» Your task
In the data below, substitute "image coordinates" for each occurrence of "pixel coordinates" and keep every other character unchanged.

» Region annotation data

---+---

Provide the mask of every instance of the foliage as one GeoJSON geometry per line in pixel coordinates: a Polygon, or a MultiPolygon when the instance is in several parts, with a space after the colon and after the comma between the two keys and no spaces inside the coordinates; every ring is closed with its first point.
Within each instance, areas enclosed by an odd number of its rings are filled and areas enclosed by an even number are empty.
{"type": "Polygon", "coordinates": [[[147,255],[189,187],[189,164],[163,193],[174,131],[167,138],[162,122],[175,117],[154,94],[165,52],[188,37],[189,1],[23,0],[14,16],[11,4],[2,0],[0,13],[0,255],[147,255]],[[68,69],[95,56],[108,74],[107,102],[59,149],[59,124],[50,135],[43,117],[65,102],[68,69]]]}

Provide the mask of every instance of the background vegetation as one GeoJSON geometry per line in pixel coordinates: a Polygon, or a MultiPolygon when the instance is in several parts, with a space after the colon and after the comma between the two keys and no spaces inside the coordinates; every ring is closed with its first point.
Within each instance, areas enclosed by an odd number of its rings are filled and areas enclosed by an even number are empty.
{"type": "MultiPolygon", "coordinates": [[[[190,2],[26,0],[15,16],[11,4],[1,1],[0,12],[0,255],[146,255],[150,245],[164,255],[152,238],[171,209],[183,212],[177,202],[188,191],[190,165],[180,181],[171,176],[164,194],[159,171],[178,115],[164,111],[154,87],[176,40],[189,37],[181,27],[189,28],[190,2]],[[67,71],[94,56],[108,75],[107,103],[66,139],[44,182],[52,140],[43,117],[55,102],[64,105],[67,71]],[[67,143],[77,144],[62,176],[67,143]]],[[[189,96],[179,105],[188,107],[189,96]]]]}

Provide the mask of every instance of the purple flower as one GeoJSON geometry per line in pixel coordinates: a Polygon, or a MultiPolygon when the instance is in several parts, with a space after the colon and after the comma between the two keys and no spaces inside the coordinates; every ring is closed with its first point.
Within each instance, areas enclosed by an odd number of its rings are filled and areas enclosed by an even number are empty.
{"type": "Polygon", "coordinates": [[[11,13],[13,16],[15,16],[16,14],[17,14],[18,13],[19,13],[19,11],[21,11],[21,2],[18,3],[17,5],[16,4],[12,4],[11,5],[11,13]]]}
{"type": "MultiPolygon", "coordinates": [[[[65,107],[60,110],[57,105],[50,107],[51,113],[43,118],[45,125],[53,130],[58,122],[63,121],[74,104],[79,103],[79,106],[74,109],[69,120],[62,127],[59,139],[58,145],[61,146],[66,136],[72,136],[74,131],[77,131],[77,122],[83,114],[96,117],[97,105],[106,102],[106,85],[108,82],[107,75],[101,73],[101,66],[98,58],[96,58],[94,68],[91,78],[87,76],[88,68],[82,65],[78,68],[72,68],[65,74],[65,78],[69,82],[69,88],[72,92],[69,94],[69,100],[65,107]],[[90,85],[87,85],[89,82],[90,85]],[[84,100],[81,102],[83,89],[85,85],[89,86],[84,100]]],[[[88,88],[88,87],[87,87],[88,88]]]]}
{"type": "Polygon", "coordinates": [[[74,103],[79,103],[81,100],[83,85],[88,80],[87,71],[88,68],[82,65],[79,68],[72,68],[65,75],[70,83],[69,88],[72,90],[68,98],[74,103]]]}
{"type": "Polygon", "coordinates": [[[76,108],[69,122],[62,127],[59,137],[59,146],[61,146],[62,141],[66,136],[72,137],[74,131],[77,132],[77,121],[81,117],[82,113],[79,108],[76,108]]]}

---+---

» Written response
Provide the mask of every instance of the foliage as one GeoJSON geometry per line in image coordinates: a Polygon, or a MultiPolygon when the instance is in several parts, with a space after the colon and after the comma between the two keys and no spaces inside the coordinates; every ring is closed with its first point.
Within each instance, areas enclosed by an odd number of its rings are filled and areas enclosed by an even number are empty.
{"type": "Polygon", "coordinates": [[[147,255],[189,187],[189,164],[163,193],[174,131],[167,138],[162,122],[175,117],[154,94],[165,52],[188,37],[189,1],[23,0],[14,16],[11,4],[2,0],[0,13],[0,255],[147,255]],[[68,69],[95,56],[108,74],[107,102],[59,149],[59,124],[50,135],[43,117],[65,102],[68,69]]]}

Provide the mask of every instance of the background vegetation as one GeoJSON geometry per line in image coordinates: a Polygon, or a MultiPolygon when the instance is in several parts, with a space after the colon and after the comma between the two keys and no spaces inside the coordinates; every ring is closed with its first point.
Within each instance, areas enclosed by an odd number of its rings are filled and areas enclosed by an even number are empty.
{"type": "MultiPolygon", "coordinates": [[[[190,2],[26,0],[15,16],[11,4],[1,1],[0,12],[0,255],[146,255],[150,245],[164,255],[152,238],[171,209],[183,212],[177,202],[188,191],[190,165],[180,181],[171,176],[164,194],[159,171],[178,115],[164,111],[154,87],[176,40],[189,37],[181,27],[189,28],[190,2]],[[67,71],[94,56],[108,75],[107,103],[66,139],[44,182],[52,140],[43,117],[55,102],[64,105],[67,71]],[[67,143],[77,144],[62,176],[67,143]]],[[[189,96],[179,105],[188,107],[189,96]]]]}

Provide the mask of every instance of the purple flower as one GeoJSON geometry per line in image coordinates: a Polygon, or a MultiPolygon when the instance is in several parts, with a space after the colon and after the comma between the two keys and no spaces inside the coordinates; every ring is closed with its first point.
Within each instance, areas enclosed by an odd number of its rings are filled and areas enclosed by an even number are empty.
{"type": "Polygon", "coordinates": [[[11,13],[13,16],[15,16],[16,14],[17,14],[18,13],[19,13],[19,11],[21,11],[21,2],[18,3],[17,5],[16,4],[12,4],[11,5],[11,13]]]}
{"type": "MultiPolygon", "coordinates": [[[[65,107],[60,110],[57,105],[50,107],[51,113],[43,118],[45,125],[53,130],[58,122],[63,121],[74,104],[79,103],[79,106],[74,109],[69,120],[62,127],[59,139],[58,145],[61,146],[66,136],[72,136],[74,131],[77,131],[77,122],[83,114],[96,117],[97,105],[106,102],[106,85],[108,82],[107,75],[101,73],[101,66],[98,58],[96,58],[94,68],[91,78],[87,76],[88,68],[82,65],[78,68],[72,68],[65,74],[65,78],[69,82],[69,88],[72,92],[69,94],[69,100],[65,107]],[[90,85],[87,85],[89,82],[90,85]],[[84,100],[81,102],[83,89],[85,85],[89,86],[84,100]]],[[[88,88],[88,87],[87,87],[88,88]]]]}
{"type": "Polygon", "coordinates": [[[74,103],[79,103],[81,100],[83,85],[88,80],[87,71],[88,68],[82,65],[79,68],[72,68],[65,75],[70,83],[69,88],[72,90],[68,98],[74,103]]]}
{"type": "Polygon", "coordinates": [[[76,108],[69,122],[62,127],[59,137],[59,146],[61,146],[62,141],[66,136],[72,137],[74,131],[77,132],[77,121],[81,117],[82,113],[79,108],[76,108]]]}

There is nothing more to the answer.